Actions to take:
#1 Summarize the post on health services in Nigeria in two sentences.
#2 List every measure on which the post on health services in Nigeria ranks the country against the rest of the world.
#3 Write a continuation of the post on health services in Nigeria, starting after its final sentence.

Excerpted text:
# # # # # # #

Improving the Quality of Health Services in a Challenging Environment: Lessons from the Fellowship Program in Nigeria

Improving the Quality of Health Services in a Challenging Environment: Lessons from the Fellowship Program in Nigeria

Blog post also appeared on Global Health Magazine.

PEPFAR Fellow in the field

As the country with the second highest maternal mortality rate in the world, outranked only by India, Nigeria loses one in every 18 women during child-birth. The country also has one of the highest infant mortality rates in the world, one of the lowest life expectancy rates---estimated at 47 years---and the second largest population of people living with HIV & AIDS, with only 30% of people eligible for anti-retroviral treatment able to access these life-saving drugs.

These grave statistics can be associated with poor health worker/client ratios, and the disconnect between health professionals’ knowledge and their ability to improve services. Statistics show that the number of health workers here is simply inadequate for the huge population they serve. Most skilled workers are unable to convert their knowledge into action and mobilize their communities to effect sustainable change. Consequently, additional skills adaptable to local context are crucial to overcome most of these challenges to quality service delivery, especially in underserved and challenging environments.

# # # # # # #

(Saved entries)
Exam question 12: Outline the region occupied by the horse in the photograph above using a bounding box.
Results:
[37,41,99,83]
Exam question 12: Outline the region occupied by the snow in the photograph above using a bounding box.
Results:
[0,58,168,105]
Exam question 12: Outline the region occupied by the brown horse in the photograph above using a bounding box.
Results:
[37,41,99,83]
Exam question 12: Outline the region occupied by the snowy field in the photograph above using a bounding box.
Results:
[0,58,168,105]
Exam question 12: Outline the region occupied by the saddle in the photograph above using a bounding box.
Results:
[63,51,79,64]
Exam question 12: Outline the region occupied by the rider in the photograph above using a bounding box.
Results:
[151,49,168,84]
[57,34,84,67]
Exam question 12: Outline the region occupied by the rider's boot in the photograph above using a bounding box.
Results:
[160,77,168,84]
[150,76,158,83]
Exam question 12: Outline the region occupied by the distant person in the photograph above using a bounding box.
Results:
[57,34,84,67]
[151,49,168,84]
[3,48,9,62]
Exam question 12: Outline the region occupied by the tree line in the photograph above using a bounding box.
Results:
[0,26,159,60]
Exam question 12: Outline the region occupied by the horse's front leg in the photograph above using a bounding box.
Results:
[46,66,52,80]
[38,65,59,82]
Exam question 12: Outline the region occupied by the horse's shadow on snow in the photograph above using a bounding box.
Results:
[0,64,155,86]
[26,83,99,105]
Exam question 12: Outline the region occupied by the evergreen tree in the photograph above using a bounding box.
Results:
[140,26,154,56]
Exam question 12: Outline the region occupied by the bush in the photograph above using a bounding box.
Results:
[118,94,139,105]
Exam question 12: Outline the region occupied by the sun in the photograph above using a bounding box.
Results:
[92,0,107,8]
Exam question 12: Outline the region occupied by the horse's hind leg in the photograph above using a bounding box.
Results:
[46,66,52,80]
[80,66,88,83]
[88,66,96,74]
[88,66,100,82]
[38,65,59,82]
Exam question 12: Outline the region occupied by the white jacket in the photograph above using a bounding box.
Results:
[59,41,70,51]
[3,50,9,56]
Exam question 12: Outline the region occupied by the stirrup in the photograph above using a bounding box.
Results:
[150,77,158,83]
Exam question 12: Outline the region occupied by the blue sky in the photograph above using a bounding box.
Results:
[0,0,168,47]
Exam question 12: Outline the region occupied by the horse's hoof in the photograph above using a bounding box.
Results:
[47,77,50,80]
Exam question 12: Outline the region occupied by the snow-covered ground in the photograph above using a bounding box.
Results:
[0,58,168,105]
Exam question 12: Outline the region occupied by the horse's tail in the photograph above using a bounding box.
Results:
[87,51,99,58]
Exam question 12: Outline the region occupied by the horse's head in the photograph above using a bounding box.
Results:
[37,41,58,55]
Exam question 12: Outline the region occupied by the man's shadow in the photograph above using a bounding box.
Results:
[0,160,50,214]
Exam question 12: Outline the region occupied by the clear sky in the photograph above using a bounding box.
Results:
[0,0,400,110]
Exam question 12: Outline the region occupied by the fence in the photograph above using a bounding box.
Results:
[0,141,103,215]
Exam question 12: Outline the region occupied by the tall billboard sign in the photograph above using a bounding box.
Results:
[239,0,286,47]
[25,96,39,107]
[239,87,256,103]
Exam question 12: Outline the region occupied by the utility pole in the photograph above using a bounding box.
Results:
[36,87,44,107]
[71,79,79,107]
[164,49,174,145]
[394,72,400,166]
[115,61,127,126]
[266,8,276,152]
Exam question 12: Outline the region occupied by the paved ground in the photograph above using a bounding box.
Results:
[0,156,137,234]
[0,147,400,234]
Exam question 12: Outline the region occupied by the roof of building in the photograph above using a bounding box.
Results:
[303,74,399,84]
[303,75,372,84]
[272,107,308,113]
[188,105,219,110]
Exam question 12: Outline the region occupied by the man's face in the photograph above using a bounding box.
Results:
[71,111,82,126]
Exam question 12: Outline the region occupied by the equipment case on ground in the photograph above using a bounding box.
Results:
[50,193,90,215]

# # # # # # #

Results in order:
#1 Nigeria has the world's second highest maternal mortality rate, one of the highest infant mortality rates, one of the lowest life expectancies, and the second largest population of people living with HIV & AIDS. These figures are tied to too few health workers for the population and to skilled workers being unable to turn their knowledge into action, so additional locally adaptable skills are crucial.

#2
- Maternal mortality rate (second highest)
- Infant mortality rate (one of the highest)
- Life expectancy (one of the lowest)
- Population of people living with HIV & AIDS (second largest)

#3
One capacity-building intervention that has succeeded in integrating these elements is the PEPFAR Health Professionals Fellowship Program, designed and managed by Management Sciences for Health, Nigeria. The program operates on the philosophy that health professionals who receive adequate and effective post-certification training are significantly more likely to implement effective HIV & AIDS treatment, care and support services than those who have not been trained. This is crucial considering that certain problems arising in the Nigerian health sector (for example, lengthy patient waiting time) can be addressed through improved processes as opposed to increased financial or material resources.

The program has four major components: classroom training, community-based activities, practical training and mentoring/peer support mechanism, with teaching tools and techniques adapted to suit local experiences.

Results from the trained health professionals who have completed this program have been very impressive. Eighty of the 81 health professionals who participated in the program between April 2008 and November 2009 reported that they are better able to overcome challenges that seemed insurmountable before their participation. To date, the Fellowship Program in Nigeria has produced about 135 health professionals who have impacted over 350,000 lives with their increased knowledge and skills.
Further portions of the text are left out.